==== Dataset entries ====
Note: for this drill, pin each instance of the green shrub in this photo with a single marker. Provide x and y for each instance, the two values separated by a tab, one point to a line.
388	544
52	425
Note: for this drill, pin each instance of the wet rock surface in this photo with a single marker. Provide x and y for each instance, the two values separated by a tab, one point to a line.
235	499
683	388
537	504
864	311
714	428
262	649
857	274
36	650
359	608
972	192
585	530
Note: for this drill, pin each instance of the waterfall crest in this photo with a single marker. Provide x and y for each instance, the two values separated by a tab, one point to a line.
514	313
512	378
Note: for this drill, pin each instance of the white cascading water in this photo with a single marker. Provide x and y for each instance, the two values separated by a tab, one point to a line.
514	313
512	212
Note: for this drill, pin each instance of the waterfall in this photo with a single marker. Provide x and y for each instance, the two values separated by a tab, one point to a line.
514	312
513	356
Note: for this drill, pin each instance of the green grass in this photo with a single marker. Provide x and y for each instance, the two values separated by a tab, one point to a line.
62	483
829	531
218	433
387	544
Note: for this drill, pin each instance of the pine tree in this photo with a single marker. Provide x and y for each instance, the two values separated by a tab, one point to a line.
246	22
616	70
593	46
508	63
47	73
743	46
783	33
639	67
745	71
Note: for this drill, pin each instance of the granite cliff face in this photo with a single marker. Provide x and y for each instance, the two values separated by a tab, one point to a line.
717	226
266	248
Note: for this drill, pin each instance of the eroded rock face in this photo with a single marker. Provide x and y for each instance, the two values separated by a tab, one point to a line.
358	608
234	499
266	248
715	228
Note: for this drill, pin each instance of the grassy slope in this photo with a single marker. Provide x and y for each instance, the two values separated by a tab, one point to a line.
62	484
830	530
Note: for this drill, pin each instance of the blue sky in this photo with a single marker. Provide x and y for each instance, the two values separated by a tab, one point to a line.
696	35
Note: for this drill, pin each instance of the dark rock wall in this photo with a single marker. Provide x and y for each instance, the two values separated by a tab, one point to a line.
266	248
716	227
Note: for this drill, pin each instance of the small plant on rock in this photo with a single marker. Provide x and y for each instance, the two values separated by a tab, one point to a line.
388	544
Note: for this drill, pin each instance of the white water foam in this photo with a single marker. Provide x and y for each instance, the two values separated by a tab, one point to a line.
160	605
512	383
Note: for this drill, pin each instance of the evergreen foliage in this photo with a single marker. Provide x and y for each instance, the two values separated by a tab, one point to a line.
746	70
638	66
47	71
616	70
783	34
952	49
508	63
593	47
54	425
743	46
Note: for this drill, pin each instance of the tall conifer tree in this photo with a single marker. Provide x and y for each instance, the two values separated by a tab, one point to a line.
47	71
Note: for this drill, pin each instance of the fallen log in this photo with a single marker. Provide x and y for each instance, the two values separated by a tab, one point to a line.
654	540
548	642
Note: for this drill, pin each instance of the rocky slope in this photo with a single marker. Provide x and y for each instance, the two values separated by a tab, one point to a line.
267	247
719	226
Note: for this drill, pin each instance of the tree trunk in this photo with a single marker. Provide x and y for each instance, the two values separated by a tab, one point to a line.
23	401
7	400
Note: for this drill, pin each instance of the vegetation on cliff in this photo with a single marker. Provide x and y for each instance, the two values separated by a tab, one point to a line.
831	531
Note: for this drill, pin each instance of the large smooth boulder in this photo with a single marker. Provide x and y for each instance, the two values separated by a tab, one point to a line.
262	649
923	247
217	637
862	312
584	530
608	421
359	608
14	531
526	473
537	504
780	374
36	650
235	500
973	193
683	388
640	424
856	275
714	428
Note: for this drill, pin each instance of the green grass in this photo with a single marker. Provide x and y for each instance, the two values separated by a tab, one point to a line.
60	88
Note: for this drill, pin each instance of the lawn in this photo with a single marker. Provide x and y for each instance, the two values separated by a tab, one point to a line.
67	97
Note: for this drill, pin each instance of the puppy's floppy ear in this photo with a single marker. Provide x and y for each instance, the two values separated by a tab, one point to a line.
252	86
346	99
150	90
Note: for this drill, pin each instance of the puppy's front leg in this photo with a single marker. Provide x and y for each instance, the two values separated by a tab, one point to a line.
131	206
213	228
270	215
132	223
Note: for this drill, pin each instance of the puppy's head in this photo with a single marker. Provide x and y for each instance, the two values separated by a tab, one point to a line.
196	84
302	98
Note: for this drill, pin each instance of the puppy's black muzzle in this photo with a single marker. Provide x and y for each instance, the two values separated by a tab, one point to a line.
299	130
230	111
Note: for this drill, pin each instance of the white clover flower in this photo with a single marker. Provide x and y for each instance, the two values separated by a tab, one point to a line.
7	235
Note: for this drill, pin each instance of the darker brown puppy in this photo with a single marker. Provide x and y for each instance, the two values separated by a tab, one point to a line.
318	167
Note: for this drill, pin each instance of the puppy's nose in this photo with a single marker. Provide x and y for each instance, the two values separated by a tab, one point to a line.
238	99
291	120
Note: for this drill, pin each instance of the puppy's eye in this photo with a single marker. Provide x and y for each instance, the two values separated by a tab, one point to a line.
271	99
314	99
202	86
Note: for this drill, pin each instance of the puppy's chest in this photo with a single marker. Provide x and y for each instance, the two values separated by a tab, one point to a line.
====
Give back all the records exactly as they stand.

Response |
Note: for this drill, pin each instance of the green shrub in this photo with a single marker. Provide x and y for each instance, the two values separated by a tab, one point to a line.
388	544
52	425
Note: for this drill, pin each instance of the wet rock surface in this photo with a single marker. Provide x and y for each instance, the two values separated by a tab, one point to a line.
235	499
683	388
537	504
864	311
714	428
262	649
857	274
36	650
359	608
972	192
585	530
Note: for this drill, pin each instance of the waterfall crest in this photo with a single marker. Provide x and y for each instance, the two values separated by a tab, one point to a line.
514	313
512	378
Note: for this drill, pin each instance of the white cascading water in this photo with a single marker. Provide x and y for each instance, the two values separated by a tab, one point to a line.
514	313
512	212
Note: for this drill, pin each instance of the waterfall in this photo with a single marker. Provide x and y for each instance, the two values separated by a tab, one point to a line.
514	312
513	356
Note: for this drill, pin each instance of the green grass in this photo with a single marker. Provide x and y for each instance, the two values separated by a tab, one point to a line.
62	483
829	531
218	433
387	544
Note: for this drill, pin each instance of the pine tree in this photo with a single marker. Provide x and y for each instance, the two values separated by a tab, one point to a line.
246	22
616	70
593	46
508	63
47	73
743	46
783	33
639	67
745	71
Note: for this drill, pin each instance of the granite cliff face in this photo with a single marker. Provide x and y for each instance, the two values separated by a tab, one point to a line.
717	226
266	248
Note: for this drill, pin each instance of the eroded rock face in this photo with a single marker. Provide x and y for each instance, the two values separated by a tab, one point to a line.
358	608
234	499
266	248
715	228
Note: for this drill, pin each instance of the grassy slope in this photo with a single marker. Provide x and y for each instance, the two values separated by a tab, one point to a line.
62	484
830	530
Note: for this drill, pin each instance of the blue sky in this photo with a single marker. Provide x and y for each instance, the two values separated by a tab, one point to a line.
696	35
Note: for this drill, pin each instance of the dark rock wall in this photo with a single marker. Provide x and y for each instance, the two values separated by a tab, one point to a line.
266	248
716	227
Note: for this drill, pin each instance of the small plant on rock in this photo with a single marker. Provide x and y for each instance, the two values separated by a tab, one point to a line.
388	544
Note: for this drill, pin each instance of the white water foam in this photo with a single marker. Provide x and y for each instance, the two values separated by a tab, one point to a line.
160	605
512	383
Note: for this drill, pin each instance of the evergreen foliage in this photo with a single marker. Provide x and y for each instance, the two values separated by a tab, one point to a line.
746	70
638	66
47	71
616	70
783	34
952	49
508	63
593	47
54	425
743	46
Note: for this drill, pin each instance of the tall conifer tree in this photo with a single marker. Provide x and y for each instance, the two values separated by a tab, one point to a line.
47	71
Note: for this drill, pin each instance of the fallen log in this photo with a single marker. Provide x and y for each instance, the two values separated by a tab, one point to a line.
654	540
548	642
Note: for this drill, pin each instance of the rocky slope in this photo with a single marker. Provide x and y for each instance, the two values separated by a tab, one point to a line.
267	247
719	226
Note: for this drill, pin each instance of the tree trunk in this photo with a single marker. Provide x and y for each instance, the two values separated by a tab, one point to a line.
23	401
7	400
Note: for this drill, pin each instance of the vegetation on cliff in this photo with a single marker. Provide x and y for each instance, the two values separated by a tab, one point to a line.
831	531
Note: for this drill, pin each instance of the large smooth boulder in this photo with a single marker. Provide x and y for each instance, the two values separated by a tab, one point to a line.
262	649
923	247
217	637
862	312
584	530
608	421
359	608
14	531
526	473
537	504
780	374
36	650
235	500
973	193
683	388
640	424
856	275
714	428
Note: for this drill, pin each instance of the green grass in this photo with a single marker. Provide x and y for each instance, the two values separated by a tab, one point to a line.
60	88
Note: for this drill, pin each instance of the lawn in this photo with a single marker. Provide x and y for each instance, the two values separated by a tab, one point to a line.
67	97
Note: for this drill, pin each instance of the puppy's floppy ear in this photo with a single marker. Provide x and y for each instance, the two values separated by a tab, one point to a line.
252	86
346	99
150	90
Note: for this drill, pin each instance of the puppy's front leg in this photo with a single marker. Provide x and y for each instance, the two values separated by a tab, one point to a line.
131	206
213	228
270	215
132	223
Note: for this drill, pin each instance of the puppy's head in this photo with a single marker. Provide x and y for each instance, the two values separated by a tab, one point to a line.
196	84
302	98
Note: for this drill, pin each instance of the puppy's black muzzle in this photo with a single marker. Provide x and y for each instance, the two values separated by a tab, one point to a line.
299	130
230	111
Note: for this drill, pin each instance of the white clover flower in this photo with a single marker. Provide x and y for each instance, the two values separated by a tab, one point to a line.
7	235
Note: for this drill, pin each instance of the darker brown puppy in this photo with a single marker. Provide x and y for each instance, the two values separated by a tab, one point to a line.
318	167
Note: for this drill, pin each instance of the puppy's nose in this photo with a single marker. Provide x and y for each instance, the two values separated by a tab, one point to a line.
238	99
291	120
Note: for this drill, pin each instance of the puppy's eye in this photo with a single marker. Provide x and y for each instance, the two values separated by a tab, one point to a line.
271	99
314	99
202	86
Note: for this drill, pin each instance of the puppy's chest in this photo with a single marker. Provide x and y for each instance, the two values separated by a tab, one point to a line.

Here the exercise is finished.